Directions for this task:
Return each line of the listing below, unchanged, and omit the images.

Extracted entries:
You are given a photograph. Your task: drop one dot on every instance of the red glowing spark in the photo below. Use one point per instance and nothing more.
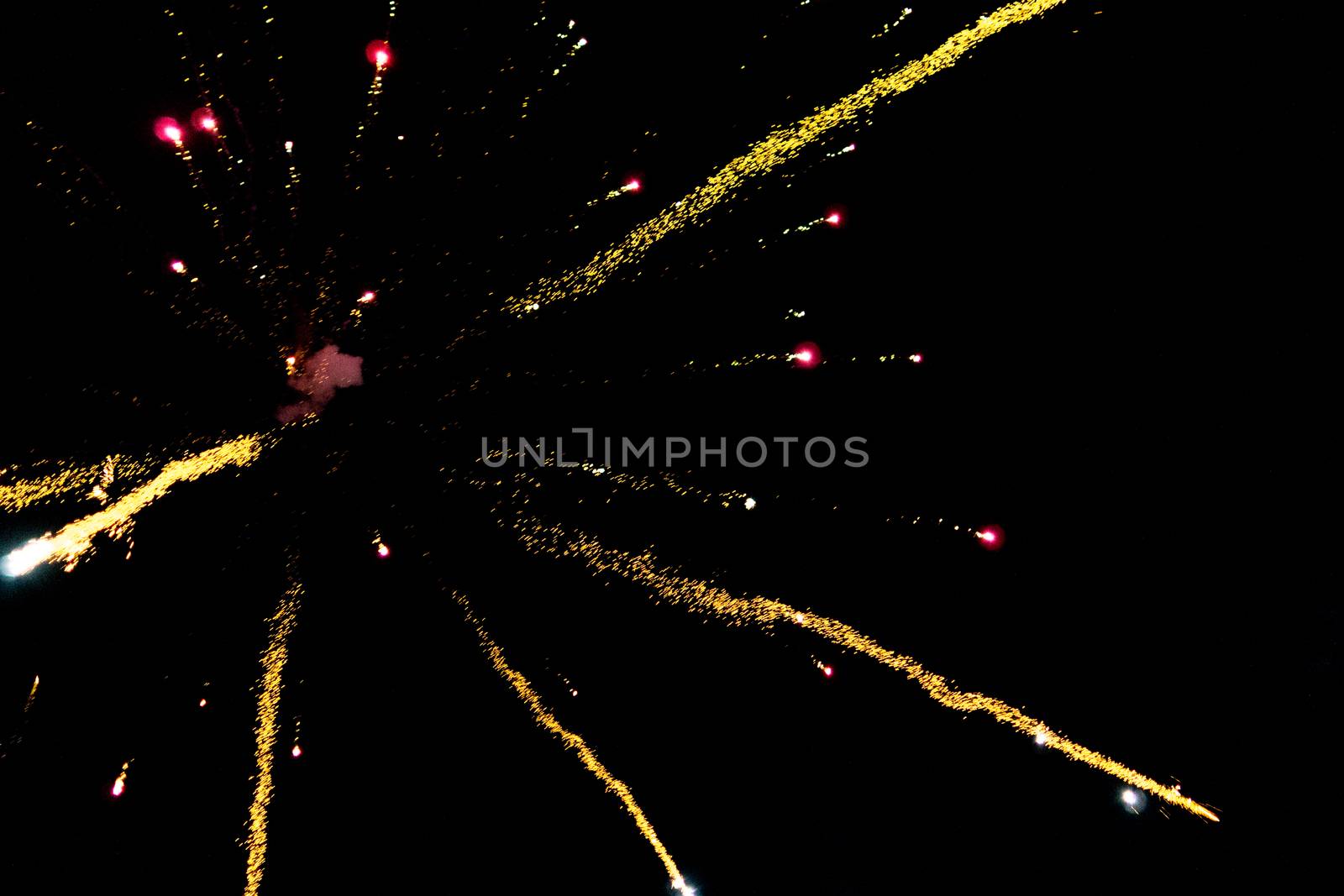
(380, 54)
(168, 130)
(806, 355)
(205, 120)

Final answer:
You are given a photograph. Your task: drop one dot on every instance of the red glowing spark in the photo below. Use one point per instance and nothing more.
(380, 54)
(168, 130)
(806, 355)
(205, 120)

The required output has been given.